■ REQUIRED TASKS:
- a) In the carbon stars introduction, which massive dwarf spheroidal galaxies are named as places where carbon stars are seen?
- b) Carry the carbon stars introduction forward from its final sentence with the next paragraph.

■ EXTRACT PROVIDED:
* * * * *

EDP Sciences
Free Access
Issue
A&A
Volume 544, August 2012
Article Number A10
Number of page(s) 6
Section Stellar structure and evolution
DOI https://doi.org/10.1051/0004-6361/201219108
Published online 19 July 2012

© ESO, 2012

1. Introduction

Carbon stars represent the brightest members of the intermediate-age population. Their evolutionary status and age were established by Catchpole & Feast (1973), who observed a few intermediate-age globular clusters in the Small Magellanic Cloud containing carbon stars. They are also seen in massive dwarf spheroidal galaxies, such as Fornax (Demers & Kunkel 1979; Aaronson & Mould 1980), Leo I (Lee et al. 1993), or Sagittarius (Sgr) (Whitelock et al. 1999).

Carbon stars are not found in Galactic globular clusters. In principle, they should also not be seen in the halo of the Galaxy, which is made up of old stars. However, extremely red stars, observed at high Galactic latitudes, were confirmed to be C stars by Totten & Irwin (1998), and subsequently, over one hundred halo C stars, selected from their 2MASS colours, were spectroscopically confirmed by Mauron et al. (2004, 2005, 2007) and Mauron (2008).

* * * * *

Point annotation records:
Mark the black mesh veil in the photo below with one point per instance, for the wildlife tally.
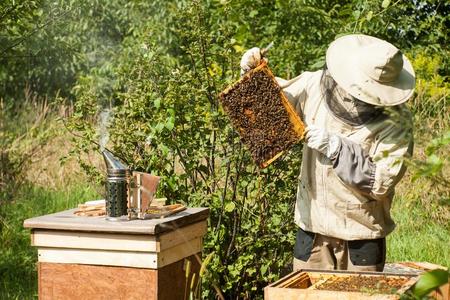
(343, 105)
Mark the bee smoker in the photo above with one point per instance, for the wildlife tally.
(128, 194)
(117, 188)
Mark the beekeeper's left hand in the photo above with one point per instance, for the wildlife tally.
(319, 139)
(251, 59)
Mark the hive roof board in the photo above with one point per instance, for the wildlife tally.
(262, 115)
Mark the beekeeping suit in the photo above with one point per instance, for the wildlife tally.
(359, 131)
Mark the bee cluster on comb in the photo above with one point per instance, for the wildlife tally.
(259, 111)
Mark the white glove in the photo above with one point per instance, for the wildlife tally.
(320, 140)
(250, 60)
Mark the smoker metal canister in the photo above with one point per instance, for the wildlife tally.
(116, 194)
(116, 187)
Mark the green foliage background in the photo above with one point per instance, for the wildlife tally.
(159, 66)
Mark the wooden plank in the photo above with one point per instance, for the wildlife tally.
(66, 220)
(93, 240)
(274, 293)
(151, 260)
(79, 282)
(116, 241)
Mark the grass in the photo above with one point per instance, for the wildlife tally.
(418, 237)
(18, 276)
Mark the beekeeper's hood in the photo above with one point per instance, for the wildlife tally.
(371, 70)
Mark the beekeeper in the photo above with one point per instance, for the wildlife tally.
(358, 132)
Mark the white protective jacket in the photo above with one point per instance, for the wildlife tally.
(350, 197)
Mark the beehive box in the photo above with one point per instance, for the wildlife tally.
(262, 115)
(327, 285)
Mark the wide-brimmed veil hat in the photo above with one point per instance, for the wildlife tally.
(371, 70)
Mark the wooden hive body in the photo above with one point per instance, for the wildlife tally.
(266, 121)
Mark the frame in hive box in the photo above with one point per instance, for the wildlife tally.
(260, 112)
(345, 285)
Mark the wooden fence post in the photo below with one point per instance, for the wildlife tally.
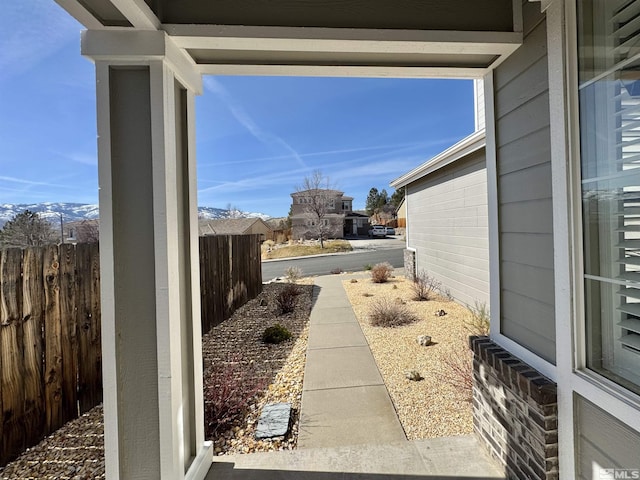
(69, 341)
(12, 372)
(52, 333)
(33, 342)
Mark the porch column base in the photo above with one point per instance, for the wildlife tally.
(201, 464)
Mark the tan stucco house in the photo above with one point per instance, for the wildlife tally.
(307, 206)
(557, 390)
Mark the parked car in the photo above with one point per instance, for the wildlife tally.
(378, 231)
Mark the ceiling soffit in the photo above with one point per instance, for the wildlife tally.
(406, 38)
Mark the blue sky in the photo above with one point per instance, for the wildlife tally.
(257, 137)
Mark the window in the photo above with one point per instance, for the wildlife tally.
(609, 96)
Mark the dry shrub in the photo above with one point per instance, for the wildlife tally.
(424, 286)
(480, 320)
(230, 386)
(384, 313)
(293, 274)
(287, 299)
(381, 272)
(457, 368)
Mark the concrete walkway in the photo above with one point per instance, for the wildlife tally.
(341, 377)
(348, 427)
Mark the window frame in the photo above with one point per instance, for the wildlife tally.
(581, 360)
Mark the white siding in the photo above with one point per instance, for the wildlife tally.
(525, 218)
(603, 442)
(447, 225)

* * * * *

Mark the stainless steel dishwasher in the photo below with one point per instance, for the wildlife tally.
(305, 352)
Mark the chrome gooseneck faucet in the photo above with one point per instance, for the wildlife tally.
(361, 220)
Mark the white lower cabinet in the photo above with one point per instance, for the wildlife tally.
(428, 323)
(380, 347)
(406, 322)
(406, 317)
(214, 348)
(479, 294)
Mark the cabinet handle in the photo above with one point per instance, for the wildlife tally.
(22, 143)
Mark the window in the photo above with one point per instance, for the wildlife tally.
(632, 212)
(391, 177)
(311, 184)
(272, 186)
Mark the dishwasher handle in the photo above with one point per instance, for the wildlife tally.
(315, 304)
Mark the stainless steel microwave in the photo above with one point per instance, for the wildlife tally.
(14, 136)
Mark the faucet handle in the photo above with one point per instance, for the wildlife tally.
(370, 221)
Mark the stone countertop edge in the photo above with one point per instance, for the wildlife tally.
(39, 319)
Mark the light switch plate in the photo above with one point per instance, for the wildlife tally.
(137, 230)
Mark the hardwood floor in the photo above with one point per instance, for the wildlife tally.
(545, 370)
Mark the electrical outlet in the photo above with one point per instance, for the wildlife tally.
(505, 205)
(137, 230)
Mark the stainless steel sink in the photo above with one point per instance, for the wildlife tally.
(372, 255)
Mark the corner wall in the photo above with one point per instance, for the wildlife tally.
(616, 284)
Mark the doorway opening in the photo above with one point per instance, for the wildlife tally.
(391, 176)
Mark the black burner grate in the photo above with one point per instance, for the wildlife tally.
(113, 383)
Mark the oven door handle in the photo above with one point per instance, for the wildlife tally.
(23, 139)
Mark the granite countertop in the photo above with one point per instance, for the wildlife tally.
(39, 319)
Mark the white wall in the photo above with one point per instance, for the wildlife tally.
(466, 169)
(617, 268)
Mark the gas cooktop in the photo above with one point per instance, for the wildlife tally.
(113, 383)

* * * * *

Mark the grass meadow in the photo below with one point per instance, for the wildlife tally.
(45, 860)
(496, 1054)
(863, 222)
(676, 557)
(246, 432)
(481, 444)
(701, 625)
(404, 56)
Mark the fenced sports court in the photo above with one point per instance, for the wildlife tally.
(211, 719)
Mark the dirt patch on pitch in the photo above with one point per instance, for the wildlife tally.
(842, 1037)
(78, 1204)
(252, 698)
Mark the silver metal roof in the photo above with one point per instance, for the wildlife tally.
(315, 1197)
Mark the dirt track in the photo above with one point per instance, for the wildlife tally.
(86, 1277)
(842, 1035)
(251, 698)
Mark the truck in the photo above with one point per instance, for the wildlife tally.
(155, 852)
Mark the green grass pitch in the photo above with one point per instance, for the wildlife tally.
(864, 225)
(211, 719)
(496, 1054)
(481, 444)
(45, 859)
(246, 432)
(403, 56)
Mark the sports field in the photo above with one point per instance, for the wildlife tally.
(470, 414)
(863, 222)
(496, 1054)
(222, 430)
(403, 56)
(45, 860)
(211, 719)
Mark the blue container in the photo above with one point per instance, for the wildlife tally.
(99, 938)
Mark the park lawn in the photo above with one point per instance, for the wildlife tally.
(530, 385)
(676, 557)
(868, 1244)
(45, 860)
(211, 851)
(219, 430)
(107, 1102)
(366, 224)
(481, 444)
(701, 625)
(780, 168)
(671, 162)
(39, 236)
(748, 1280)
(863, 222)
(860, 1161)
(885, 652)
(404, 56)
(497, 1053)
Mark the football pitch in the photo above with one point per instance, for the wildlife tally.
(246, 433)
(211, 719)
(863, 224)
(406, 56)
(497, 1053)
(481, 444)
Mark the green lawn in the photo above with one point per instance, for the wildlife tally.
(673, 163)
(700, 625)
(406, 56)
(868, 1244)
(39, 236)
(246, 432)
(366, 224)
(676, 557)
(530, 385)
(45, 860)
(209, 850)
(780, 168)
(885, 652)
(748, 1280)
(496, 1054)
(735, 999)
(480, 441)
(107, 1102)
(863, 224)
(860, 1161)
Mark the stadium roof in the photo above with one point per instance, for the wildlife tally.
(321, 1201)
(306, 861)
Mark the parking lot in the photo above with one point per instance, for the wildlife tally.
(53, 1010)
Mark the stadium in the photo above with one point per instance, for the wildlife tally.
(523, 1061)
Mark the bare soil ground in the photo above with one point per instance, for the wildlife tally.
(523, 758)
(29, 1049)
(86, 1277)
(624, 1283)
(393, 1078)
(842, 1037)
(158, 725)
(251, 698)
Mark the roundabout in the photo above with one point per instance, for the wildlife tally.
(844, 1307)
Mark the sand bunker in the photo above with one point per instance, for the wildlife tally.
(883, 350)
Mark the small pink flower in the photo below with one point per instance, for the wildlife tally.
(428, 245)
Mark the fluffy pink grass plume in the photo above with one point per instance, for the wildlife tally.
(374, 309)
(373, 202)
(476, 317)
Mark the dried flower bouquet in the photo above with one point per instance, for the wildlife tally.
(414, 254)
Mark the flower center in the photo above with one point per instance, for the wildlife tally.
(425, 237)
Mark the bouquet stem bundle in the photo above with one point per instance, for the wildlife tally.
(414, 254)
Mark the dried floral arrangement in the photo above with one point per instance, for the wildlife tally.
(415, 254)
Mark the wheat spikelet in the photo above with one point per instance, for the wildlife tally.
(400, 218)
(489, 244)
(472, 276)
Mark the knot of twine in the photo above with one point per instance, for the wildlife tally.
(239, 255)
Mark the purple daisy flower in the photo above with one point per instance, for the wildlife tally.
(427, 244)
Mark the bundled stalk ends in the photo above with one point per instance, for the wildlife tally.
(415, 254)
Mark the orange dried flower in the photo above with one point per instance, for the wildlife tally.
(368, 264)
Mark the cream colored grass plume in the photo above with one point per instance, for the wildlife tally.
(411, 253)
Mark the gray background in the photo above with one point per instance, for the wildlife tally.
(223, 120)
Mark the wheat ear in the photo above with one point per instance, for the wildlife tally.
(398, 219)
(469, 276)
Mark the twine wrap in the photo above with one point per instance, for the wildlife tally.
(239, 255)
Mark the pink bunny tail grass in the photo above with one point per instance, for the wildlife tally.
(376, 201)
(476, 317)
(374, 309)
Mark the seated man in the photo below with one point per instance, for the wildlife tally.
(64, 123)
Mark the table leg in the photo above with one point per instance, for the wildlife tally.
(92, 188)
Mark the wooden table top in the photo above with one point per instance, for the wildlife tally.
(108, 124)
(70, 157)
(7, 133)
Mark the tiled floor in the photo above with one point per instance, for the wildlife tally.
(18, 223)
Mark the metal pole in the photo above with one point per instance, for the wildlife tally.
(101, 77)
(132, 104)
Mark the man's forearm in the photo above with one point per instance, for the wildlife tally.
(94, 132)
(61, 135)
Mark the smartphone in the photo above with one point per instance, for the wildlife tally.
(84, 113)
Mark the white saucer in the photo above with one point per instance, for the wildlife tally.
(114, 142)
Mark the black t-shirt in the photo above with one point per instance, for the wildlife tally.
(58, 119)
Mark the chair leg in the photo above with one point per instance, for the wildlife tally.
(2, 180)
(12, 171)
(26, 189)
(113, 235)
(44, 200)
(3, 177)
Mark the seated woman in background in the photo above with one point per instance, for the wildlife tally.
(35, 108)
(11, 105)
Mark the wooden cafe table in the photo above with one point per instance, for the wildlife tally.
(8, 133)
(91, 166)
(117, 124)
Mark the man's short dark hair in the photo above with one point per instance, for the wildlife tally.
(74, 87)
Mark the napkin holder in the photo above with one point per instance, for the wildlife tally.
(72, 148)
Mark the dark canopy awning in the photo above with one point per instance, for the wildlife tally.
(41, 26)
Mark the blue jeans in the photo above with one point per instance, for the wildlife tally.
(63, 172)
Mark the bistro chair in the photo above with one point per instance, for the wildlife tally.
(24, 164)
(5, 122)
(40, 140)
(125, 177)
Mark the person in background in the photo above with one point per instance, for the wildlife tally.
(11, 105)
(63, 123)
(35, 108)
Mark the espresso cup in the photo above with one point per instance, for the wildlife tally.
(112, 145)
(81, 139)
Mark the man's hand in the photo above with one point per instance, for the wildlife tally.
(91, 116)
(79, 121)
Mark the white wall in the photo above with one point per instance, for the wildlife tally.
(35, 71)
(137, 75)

* * * * *

■ TASK-BY-TASK ANSWERS:
- a) Fornax, Leo I, and Sagittarius (Sgr)

- b)
If we understand the star formation history of the Galactic halo sufficiently well, then these stars must be alien trespassers. Some of them are faint enough to suggest that they have distances from the Sun of greater than 50 kpc. The Totten & Irwin (1998) carbon star survey led Ibata et al. (2001) to trace, for the first time, the tidal stream of the Sagittarius dwarf spheroidal galaxy orbiting the Galaxy. Ibata et al. (2001) concluded, however, that roughly half of the halo carbon stars, known at the time, do not seem to belong to the Sgr stream. These stars could belong to some other unidentified streams, although this has not yet been established. Accurate distances and velocities would be required to assess their origin more accurately.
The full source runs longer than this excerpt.